● **What you should do**: From the first record below to the last, retype each one exactly.

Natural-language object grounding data
--

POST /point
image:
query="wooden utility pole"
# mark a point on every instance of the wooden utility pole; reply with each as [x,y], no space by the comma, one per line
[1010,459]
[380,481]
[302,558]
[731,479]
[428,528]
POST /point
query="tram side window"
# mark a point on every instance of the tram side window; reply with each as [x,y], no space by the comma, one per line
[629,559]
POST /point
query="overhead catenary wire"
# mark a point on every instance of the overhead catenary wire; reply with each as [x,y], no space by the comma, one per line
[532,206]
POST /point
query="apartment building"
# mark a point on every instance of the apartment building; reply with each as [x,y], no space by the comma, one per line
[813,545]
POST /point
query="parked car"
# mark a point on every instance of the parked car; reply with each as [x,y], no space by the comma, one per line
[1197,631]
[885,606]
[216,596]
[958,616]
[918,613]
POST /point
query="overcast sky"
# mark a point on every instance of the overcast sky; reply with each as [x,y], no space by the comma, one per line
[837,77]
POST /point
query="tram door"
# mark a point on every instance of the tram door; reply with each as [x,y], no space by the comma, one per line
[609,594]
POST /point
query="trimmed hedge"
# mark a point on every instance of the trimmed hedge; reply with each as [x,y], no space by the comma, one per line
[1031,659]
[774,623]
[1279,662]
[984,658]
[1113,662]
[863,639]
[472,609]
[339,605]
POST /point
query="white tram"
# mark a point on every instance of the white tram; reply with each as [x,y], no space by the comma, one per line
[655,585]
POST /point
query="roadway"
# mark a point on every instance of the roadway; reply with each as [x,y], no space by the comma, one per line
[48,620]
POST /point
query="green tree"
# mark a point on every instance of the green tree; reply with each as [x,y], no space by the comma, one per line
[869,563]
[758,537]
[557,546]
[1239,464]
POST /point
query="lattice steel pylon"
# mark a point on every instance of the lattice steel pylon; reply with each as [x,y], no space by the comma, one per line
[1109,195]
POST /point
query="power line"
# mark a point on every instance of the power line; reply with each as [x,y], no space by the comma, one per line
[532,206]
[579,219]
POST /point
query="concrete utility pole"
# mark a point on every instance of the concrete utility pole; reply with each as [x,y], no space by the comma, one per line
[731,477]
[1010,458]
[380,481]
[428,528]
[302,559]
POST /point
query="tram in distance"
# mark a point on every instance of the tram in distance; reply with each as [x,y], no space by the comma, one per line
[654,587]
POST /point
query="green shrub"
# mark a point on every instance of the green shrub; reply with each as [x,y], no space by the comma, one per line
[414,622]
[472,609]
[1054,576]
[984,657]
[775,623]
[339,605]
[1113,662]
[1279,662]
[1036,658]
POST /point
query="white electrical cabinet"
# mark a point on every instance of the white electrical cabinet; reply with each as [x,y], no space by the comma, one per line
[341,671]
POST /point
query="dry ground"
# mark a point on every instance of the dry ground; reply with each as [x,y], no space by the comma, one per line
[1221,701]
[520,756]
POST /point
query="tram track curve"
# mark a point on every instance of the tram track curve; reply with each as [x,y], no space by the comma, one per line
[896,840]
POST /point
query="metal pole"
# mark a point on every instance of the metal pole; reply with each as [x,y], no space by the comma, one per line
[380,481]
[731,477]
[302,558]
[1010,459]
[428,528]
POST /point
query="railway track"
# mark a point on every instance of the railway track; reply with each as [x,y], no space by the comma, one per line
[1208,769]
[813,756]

--

● **Result of this exercise**:
POST /point
image:
query="wooden utility pole"
# mark a point on every instance of the wooden utility pole; reply with each as [x,y], no space by the comma, one per line
[1010,459]
[380,481]
[302,558]
[731,479]
[428,528]
POST /point
query="tram side window"
# mark a point on every instance of the tram side window; reply with each as [x,y], no space by the comma, one per line
[629,559]
POST /point
query="overhead catenary wire"
# mark a point on every instance of the overhead catenary wire; reply with each as [x,y], no space by the comma, one per line
[532,206]
POST /point
query="apartment building"
# mark a point on every instance of the apartment building; reply with each as [x,y], no space by the comma, one per line
[813,545]
POST /point
query="parked car"
# mark a point on every instance of the parked car; reply with each as [x,y], no space by the comma, one per line
[1197,631]
[885,606]
[216,596]
[958,616]
[918,613]
POST /point
query="overcast sky"
# mark a point on every instance of the overcast sky; reply with each as [x,y], no space by the comma, one per line
[837,77]
POST /point
query="tram door"
# mark a point on every instance of the tram door; reply with each as [x,y], no space by the comma, one per line
[609,594]
POST /point
query="trimmed hedge"
# mark a point on every instance of the trimmed hedge; reply with each as [x,y], no space by the comma, one per line
[1031,659]
[774,623]
[1279,662]
[984,658]
[1113,662]
[863,639]
[472,609]
[339,605]
POST /point
query="white tram"
# mark a point on every instance of the white tram; reply with each as [x,y], no space by the comma, one per line
[655,585]
POST /point
query="roadway"
# mark a point on every instance of the roadway; reply with each as [x,y], no space by the comma, one per line
[48,620]
POST /point
query="green tree"
# mark a point on every instance of the green tree; reply with each as [x,y], no space by the comma, one per line
[869,563]
[758,537]
[557,546]
[1239,464]
POST /point
query="lattice steel pylon"
# mark a point on every instance of the lattice steel pylon; reply with each as [x,y], no space by the comma, one per line
[1109,195]
POST /point
query="power line"
# mark a point on every instance of the power line; reply with each as [x,y], no space by the comma, one per line
[532,206]
[579,219]
POST /point
query="concrete utility pole"
# mark a point on every instance of the concrete utility pole; reply with each as [x,y], no space by the comma, one per line
[731,477]
[1010,458]
[380,481]
[428,528]
[302,559]
POST /point
query="tram in distance"
# mark a point on every instance of the tram in distance; reply with each as [x,y], no space by the comma, one per line
[654,587]
POST /point
query="green shrub"
# mark a point on every instance of the green shrub; reply with each as [x,y], no space by the comma, one per line
[414,622]
[472,609]
[1054,576]
[984,657]
[775,623]
[339,605]
[1113,662]
[1279,662]
[1036,658]
POST /point
query="white electrical cabinet"
# mark a point on every instance of the white electrical cabinet; reply with each as [x,y], no space by the comma, one per line
[341,671]
POST /point
query="dry ground"
# mark a point on every instance of the dry ground; reply with each as [x,y], no space by the comma, one per line
[1221,701]
[520,756]
POST /point
query="tram track curve"
# mark a point on every instance of the tram track curve; reply with each as [x,y], no space by the comma, one per line
[896,840]
POST /point
query="metal pole"
# mark a point on every instance of the metal pole; reply with each as [x,y], no space by the comma, one per line
[380,481]
[731,477]
[302,558]
[1010,459]
[428,528]
POST /point
query="railway track"
# mark a point on every instance of the railway track; reply with each as [x,y], no space by the comma, one per line
[1208,769]
[813,756]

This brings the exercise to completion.